__TASKS TO CARRY OUT__.
1. Write out the part of the passage on nanosheet device contacts starting with "Referring to FIGS. 7A to 7D and" and going on through "not be removed.".
2. In the passage on nanosheet device contacts, what shape does the second contact CB have?

__PROVIDED TEXT__.
↓

The gate electrode 150 may include a main gate portion 150M, which covers the top surface of the nanosheet stack structure NSS including the nanosheets N1, N2, and N3, and a plurality of sub gate portions 150S, which are connected to the main gate portion 150M and formed in the spaces between a fin-type active region FA and the nanosheets N1, N2, and N3. In some embodiments, an insulating spacer may be formed on each of opposite ends of each of the sub gate portions 150S with the gate insulating film 145 between the insulating spacer and each opposite end thereof.

Referring to FIGS. 7A to 7D, a portion of the isolation insulating layer CTI may be removed and filled with an isolation capping layer 172. The isolation capping layer 172 may be between the contact body portion CAB and the contact island CAI in FIG. 2C.

Referring to FIGS. 7A to 7D and FIGS. 8A to 8D, at least a portion of the isolation insulating layer CTI may be removed to form an isolation space CRS. In an implementation, the isolation space CRS may be formed by removing a portion of the isolation insulating layer CTI in a portion corresponding to the plurality of first contacts CA in FIG. 1. In some embodiments, the isolation insulating layer CTI filling the second gate cut region CTS in FIG. 1 may not be removed.

Referring to FIGS. 4A to 4D and FIGS. 5A to 5D, a first contact 210 or CA may fill the isolation space CRS. The first contact 210 or CA may include a contact structure CAS and a contact island CAI. In some embodiments, the first contact 210 or CA may include only the contact structure CAS but not the contact island CAI. The contact structure CAS may include a contact body portion CAB and a contact finger portion CAF. The contact body portion CAB and the contact finger portion CAF may be connected and integrally formed. In some embodiments, the first contact 210 or CA may include a conductive barrier layer and a conductive core layer covering the conductive barrier layer.

Referring to FIGS. 10A to 10D, a second contact CB may pass through the gate capping layer 170 and to be connected to the gate electrode 150. The second contact CB may have a tapered shape which extends downwards and has a horizontal width decreasing downwards in the vertical direction (the Z direction). The second contact CB may include metal, or conductive metal nitride.

Referring to FIGS. 11A to 11D, an upper wiring structure FS-PDN may be formed on the contact body portion CAB, the contact finger portion CAF, the contact island CAI, the gate capping layer 170, and the isolation capping layer 172.

↑

__RECORD LIST__.
↓

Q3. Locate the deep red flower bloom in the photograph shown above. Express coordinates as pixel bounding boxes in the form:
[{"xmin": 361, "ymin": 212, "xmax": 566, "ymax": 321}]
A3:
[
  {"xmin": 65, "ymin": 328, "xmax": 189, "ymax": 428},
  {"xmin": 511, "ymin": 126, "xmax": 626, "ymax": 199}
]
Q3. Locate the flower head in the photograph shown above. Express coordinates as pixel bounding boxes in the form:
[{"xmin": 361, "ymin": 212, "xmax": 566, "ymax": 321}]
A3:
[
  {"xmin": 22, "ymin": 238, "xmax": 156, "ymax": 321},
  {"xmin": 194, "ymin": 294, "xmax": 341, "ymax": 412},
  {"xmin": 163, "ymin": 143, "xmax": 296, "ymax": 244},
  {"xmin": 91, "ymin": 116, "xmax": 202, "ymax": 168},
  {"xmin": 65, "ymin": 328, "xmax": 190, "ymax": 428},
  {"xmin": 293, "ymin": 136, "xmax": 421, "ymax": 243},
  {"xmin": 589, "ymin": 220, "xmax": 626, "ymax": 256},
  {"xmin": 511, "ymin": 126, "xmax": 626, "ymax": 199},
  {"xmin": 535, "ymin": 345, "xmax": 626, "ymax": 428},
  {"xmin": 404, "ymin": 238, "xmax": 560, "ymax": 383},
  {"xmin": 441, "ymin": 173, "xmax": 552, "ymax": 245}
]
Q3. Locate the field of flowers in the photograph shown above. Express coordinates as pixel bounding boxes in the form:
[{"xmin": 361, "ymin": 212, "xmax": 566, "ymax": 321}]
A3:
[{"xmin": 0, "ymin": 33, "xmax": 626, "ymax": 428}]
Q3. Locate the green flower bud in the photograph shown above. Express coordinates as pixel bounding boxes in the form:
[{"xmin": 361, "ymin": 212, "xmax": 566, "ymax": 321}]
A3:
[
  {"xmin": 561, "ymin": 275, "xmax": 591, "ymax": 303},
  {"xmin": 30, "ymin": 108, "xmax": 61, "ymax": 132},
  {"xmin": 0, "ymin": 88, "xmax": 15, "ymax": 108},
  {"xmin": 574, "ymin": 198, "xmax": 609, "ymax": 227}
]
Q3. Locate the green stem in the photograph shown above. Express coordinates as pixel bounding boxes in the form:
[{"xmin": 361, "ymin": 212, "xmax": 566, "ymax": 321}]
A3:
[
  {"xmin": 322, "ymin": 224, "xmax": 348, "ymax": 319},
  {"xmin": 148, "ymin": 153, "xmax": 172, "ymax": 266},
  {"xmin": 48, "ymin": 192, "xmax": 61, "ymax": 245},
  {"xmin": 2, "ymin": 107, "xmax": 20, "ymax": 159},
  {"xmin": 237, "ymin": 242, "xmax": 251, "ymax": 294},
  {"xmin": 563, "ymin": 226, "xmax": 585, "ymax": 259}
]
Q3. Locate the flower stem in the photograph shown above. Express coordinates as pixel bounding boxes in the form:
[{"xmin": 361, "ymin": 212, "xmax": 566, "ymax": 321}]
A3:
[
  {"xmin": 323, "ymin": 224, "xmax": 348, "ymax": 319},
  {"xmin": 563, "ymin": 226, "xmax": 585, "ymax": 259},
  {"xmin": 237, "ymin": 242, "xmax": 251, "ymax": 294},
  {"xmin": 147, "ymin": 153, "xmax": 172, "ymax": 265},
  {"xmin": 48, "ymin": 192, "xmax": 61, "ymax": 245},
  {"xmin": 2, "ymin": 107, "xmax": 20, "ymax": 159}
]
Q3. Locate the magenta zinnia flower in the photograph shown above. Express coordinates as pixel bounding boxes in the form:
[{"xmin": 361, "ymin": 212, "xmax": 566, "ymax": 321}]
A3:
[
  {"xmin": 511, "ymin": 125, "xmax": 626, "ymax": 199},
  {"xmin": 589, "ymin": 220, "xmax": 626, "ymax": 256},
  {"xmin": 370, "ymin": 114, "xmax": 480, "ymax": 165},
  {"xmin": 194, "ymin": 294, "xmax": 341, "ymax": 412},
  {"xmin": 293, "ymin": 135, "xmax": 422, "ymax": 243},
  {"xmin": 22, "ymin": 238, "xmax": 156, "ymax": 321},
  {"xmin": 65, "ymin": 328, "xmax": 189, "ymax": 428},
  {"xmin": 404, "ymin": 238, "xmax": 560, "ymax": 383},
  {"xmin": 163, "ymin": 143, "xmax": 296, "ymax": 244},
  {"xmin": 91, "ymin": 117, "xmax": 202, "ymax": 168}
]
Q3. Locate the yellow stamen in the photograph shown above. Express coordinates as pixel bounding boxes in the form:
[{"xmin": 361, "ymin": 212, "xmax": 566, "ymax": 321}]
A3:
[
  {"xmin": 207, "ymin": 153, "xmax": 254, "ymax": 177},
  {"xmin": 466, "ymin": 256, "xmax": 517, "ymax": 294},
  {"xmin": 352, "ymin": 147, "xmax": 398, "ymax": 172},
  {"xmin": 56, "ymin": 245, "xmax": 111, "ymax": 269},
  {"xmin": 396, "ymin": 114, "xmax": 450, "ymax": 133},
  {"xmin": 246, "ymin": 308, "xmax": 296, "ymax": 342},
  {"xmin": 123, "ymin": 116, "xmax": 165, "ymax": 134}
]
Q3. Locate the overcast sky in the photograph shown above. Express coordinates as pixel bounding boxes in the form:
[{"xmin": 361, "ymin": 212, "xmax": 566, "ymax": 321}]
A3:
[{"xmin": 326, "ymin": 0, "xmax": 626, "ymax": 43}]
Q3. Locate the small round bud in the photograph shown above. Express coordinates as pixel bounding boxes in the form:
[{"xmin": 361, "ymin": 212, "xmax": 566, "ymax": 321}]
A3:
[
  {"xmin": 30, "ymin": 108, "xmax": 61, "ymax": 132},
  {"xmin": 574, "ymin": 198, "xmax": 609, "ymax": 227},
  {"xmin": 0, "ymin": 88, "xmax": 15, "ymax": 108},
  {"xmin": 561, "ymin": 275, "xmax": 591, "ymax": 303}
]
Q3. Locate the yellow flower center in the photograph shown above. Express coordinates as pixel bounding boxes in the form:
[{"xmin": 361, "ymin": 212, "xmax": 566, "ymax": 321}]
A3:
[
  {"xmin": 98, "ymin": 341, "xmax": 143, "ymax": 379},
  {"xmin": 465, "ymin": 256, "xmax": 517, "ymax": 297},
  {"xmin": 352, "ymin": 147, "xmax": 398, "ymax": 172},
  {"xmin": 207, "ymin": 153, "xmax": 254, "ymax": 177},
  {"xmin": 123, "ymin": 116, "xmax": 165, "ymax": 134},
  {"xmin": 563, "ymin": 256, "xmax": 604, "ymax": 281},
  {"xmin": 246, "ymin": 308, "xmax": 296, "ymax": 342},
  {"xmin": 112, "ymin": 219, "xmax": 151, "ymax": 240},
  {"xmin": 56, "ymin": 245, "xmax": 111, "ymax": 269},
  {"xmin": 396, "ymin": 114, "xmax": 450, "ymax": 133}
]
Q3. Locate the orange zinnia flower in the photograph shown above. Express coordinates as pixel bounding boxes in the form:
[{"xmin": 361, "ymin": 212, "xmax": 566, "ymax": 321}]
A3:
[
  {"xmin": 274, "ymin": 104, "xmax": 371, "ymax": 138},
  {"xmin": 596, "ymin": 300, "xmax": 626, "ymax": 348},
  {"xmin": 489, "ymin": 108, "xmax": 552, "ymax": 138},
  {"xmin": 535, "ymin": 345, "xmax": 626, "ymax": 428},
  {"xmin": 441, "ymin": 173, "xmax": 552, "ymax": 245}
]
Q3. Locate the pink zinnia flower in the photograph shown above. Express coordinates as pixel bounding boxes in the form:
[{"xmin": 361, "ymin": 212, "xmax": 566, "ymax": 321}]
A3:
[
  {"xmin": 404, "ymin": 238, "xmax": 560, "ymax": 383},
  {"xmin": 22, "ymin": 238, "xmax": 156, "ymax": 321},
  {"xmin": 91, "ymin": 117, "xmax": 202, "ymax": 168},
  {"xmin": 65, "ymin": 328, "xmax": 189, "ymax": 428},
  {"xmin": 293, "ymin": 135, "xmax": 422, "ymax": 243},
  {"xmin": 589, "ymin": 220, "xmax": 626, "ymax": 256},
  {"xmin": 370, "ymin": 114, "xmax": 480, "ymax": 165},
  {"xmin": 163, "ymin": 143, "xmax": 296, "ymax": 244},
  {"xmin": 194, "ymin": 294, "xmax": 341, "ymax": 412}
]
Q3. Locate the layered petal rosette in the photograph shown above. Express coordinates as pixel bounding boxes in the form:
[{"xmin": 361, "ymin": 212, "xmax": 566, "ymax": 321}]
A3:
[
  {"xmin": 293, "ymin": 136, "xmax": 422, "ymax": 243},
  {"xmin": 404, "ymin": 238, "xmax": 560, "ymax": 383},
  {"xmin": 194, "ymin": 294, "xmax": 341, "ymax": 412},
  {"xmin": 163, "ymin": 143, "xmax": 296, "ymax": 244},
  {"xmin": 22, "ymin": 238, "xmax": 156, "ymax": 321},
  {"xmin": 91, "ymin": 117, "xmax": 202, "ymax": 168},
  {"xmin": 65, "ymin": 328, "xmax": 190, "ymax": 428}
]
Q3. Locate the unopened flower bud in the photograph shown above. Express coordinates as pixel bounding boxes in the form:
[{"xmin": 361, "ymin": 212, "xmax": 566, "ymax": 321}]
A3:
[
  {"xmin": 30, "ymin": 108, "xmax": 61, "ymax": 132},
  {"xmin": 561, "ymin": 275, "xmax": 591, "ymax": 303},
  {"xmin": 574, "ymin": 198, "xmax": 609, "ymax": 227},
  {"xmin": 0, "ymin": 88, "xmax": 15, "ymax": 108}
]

↑

__LIST OF SOLUTIONS__.
1.
Referring to FIGS. 7A to 7D and FIGS. 8A to 8D, at least a portion of the isolation insulating layer CTI may be removed to form an isolation space CRS. In an implementation, the isolation space CRS may be formed by removing a portion of the isolation insulating layer CTI in a portion corresponding to the plurality of first contacts CA in FIG. 1. In some embodiments, the isolation insulating layer CTI filling the second gate cut region CTS in FIG. 1 may not be removed.

2. It has a tapered shape that extends downwards, with a horizontal width that decreases downwards in the vertical (Z) direction.